## EXERCISE AIM
All entries given below are to be returned word for word.

Point localization data:
BEGIN
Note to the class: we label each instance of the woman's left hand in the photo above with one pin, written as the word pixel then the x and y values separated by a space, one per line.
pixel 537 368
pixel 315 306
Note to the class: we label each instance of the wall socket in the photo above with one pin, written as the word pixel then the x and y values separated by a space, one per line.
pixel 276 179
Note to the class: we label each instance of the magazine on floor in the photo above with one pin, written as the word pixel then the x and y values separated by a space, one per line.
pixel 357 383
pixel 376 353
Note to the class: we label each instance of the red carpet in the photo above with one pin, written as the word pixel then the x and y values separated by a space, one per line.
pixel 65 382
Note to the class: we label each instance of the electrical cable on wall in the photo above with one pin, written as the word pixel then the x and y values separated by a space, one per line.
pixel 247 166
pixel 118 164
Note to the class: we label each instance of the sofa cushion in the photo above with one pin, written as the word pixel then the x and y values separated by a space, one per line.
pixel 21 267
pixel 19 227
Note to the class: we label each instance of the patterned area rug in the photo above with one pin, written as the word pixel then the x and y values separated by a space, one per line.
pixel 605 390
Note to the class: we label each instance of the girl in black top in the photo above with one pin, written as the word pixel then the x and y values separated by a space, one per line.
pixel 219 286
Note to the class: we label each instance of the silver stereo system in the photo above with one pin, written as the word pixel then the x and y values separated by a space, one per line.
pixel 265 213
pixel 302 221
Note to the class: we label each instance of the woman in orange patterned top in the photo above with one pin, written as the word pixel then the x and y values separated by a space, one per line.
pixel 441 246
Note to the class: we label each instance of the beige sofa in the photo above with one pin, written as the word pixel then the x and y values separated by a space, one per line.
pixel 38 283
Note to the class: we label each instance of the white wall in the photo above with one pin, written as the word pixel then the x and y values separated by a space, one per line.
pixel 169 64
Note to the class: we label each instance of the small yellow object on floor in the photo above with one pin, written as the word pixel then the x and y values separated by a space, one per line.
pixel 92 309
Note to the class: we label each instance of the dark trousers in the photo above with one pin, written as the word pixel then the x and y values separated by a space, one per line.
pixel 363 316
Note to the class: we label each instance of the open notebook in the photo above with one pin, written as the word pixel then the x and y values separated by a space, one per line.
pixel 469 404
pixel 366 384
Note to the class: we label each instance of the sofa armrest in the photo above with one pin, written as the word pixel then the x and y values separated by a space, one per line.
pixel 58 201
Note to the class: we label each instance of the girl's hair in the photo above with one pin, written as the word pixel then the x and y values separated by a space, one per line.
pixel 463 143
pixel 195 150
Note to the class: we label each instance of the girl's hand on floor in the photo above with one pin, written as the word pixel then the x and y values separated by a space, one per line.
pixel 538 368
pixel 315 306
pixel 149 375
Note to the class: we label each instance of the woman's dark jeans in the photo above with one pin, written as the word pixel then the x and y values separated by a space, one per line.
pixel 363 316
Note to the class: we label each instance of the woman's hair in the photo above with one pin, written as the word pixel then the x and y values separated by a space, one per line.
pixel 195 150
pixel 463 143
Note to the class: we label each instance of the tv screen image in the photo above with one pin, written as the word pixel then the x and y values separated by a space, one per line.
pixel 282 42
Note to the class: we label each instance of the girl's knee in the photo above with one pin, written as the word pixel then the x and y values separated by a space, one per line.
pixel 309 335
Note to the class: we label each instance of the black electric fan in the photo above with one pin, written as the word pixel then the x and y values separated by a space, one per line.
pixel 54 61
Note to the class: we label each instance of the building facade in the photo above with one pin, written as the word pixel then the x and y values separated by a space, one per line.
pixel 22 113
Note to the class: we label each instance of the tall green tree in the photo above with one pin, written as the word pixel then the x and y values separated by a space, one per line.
END
## ANSWER FOR THE TASK
Note to the class: we label each instance of the woman's left hand in the photo above with one pin, written as the word pixel then the x and y values separated by a space, one per line.
pixel 537 368
pixel 315 306
Note to the class: we label each instance of the wall socket in the photo above with one pin, written as the word pixel then the x and y values separated by a space, one per line.
pixel 276 179
Note to the class: we label each instance of the magazine on floor in the photo above with one pin, written as the word pixel then the x and y values separated by a space, one per line.
pixel 357 383
pixel 376 353
Note to the class: we label each instance of the red carpet in the photo above with one pin, written as the word pixel then the x and y values separated by a space, one per line.
pixel 65 382
Note to the class: we label each instance of the electrical cable on wall in the photo above with one pin, written as the word pixel then the x and y values separated by a space, one per line.
pixel 247 166
pixel 118 164
Note to the class: we label each instance of the sofa cushion in the photo above with one pin, written as the word pixel then the x and y values separated by a space, one per line.
pixel 21 267
pixel 19 227
Note to the class: we label each instance of the patterned area rug in the photo above with one pin, written as the word pixel then the x and y values separated by a space, one per line.
pixel 605 390
Note to the class: we label each instance of the girl in black top in the photo above with one pin, written as the word pixel then the x and y values separated by a space, one per line.
pixel 219 286
Note to the class: we label each instance of the silver stereo system in the photo above with one pin, written as the word pixel then the x and y values separated by a space, one per line.
pixel 265 213
pixel 302 221
Note to the class: we label each instance of the woman in orange patterned top in the photo above with one pin, written as the word pixel then the x and y values separated by a space, one per line.
pixel 441 246
Note to the class: we label each instance of the beige sofa in the photo above with one pin, written as the word pixel then the x and y values separated by a space, one per line.
pixel 38 283
Note to the class: we label each instance of the white wall in the photo above with one pin, written as the word pixel then the x and y values separated by a space, one per line.
pixel 169 64
Note to the class: we label each instance of the small yellow object on floor in the photo above with one pin, written as the word pixel then the x and y values separated by a space, one per line.
pixel 92 309
Note to the class: we label each instance of the dark trousers in the photo above with one pin, written as the word pixel then the x and y values separated by a space, one per line.
pixel 363 316
Note to the class: we label each instance of the open notebook in the photo above with one pin, written as the word pixel then the x and y values separated by a space, one per line.
pixel 469 404
pixel 366 384
Note to the class: we label each instance of the sofa armrest in the photo above with one pin, written as the word pixel then the x and y values separated by a space, one per line.
pixel 58 201
Note to the class: we label each instance of the girl's hair in the photo above with one pin, written as the word pixel then the x and y values separated by a space, one per line.
pixel 463 143
pixel 195 150
Note to the class: we label each instance of the girl's hand on floor in the photo above with one pin, written as the word pixel then the x and y values separated by a space, one per line.
pixel 538 368
pixel 315 306
pixel 149 375
Note to the class: we label each instance of the woman's dark jeans in the photo above with one pin, written as the word pixel then the x and y values separated by a space, one per line.
pixel 363 316
Note to the class: we label each instance of the woman's hair in the photo above with one pin, written as the word pixel then the x and y values separated by a space, one per line.
pixel 195 150
pixel 463 143
Note to the class: we label each instance of the tv screen image in the photo above with one pin, written as the word pixel then the x and y values separated by a space, one per line.
pixel 282 42
Note to the class: we label each instance of the girl's knee in the photo above with one pin, written as the word pixel then the x and y values separated by a space, one per line.
pixel 309 335
Note to the class: we label each instance of the black electric fan in the photo above with one pin, written as the word pixel then the x and y values separated by a space, one per line.
pixel 54 61
Note to the class: we label each instance of the building facade in the photo above with one pin, written as the word pixel then the x and y values separated by a space, one per line.
pixel 22 113
Note to the class: we label each instance of the tall green tree in the photo above with one pin, written as the word pixel then the x and y values separated by a space, one per line.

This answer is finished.